Possibly related Penrose presentation
Presentation by Roger Penrose, Manchester 2012
Roger Penrose seems to agree partially with one of the ideas here. At the Alan Turing centenary conference in Manchester (June 2012) http://www.turing100.manchester.ac.uk/, he gave the final keynote lecture, which was open to the public. His lecture (The Problem of Modelling the Mathematical Mind) was recorded on video and is available online:
http://videolectures.net/turing100_penrose_mathematical_mind/

Questions from the audience were also recorded. Near the end of the video (at approximately 1 hour 26 minutes from the start) I had a chance to suggest that what he was trying to say about human consciousness and its role in mathematical discovery might be expressed (perhaps more clearly) in terms of the kinds of meta-cognitive functions required in animals, children, and future robots, as well as mathematicians. The common process is first gaining expertise in some domain (or micro-domain!) of experience and then using meta-cognitive mechanisms that inspect the knowledge acquired so far and discover the possibility of reorganising the information gained into a deeper, more powerful, generative form. The best known example of this sort of transition is the transition in human language development to use of a generative syntax. (At one point I mistakenly referred to a "generative theorem" when I meant "generative theory".)

Excerpts of location labeling data
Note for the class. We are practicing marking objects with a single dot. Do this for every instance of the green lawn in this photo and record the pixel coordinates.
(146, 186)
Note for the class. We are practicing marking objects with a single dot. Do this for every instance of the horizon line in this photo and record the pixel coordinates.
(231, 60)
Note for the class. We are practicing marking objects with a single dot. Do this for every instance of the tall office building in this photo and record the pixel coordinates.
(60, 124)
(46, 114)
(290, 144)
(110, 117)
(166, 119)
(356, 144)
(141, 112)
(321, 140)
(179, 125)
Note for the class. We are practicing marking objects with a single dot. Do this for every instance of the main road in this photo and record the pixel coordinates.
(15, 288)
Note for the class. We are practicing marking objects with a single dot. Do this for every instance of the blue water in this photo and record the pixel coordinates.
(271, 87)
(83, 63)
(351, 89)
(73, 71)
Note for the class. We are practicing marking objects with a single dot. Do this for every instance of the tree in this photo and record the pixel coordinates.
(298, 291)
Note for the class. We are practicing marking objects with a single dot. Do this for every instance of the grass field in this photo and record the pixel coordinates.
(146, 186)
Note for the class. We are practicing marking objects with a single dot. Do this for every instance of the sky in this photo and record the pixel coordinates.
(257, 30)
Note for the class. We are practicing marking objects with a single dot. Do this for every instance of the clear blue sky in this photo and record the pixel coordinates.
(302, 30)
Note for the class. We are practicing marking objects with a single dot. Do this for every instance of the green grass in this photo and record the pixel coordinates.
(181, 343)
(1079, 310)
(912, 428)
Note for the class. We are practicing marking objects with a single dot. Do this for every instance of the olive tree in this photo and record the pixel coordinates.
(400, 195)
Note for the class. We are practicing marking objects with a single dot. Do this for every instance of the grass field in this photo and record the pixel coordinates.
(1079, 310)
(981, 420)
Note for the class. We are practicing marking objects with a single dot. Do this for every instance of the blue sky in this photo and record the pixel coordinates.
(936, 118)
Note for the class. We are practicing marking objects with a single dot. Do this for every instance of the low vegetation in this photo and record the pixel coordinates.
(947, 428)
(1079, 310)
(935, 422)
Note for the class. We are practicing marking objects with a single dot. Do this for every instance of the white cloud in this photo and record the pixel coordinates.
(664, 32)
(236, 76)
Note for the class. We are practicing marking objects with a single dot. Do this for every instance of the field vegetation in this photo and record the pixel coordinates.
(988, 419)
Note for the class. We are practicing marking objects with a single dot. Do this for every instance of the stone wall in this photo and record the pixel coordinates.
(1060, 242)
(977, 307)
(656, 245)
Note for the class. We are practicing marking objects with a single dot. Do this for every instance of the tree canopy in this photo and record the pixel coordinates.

» **THE PROBLEM**: In the passage about the Penrose presentation, what was the title of the lecture Penrose gave in Manchester? The entries come from a separate source.

» **EXERCISE RESPONSE**: The Problem of Modelling the Mathematical Mind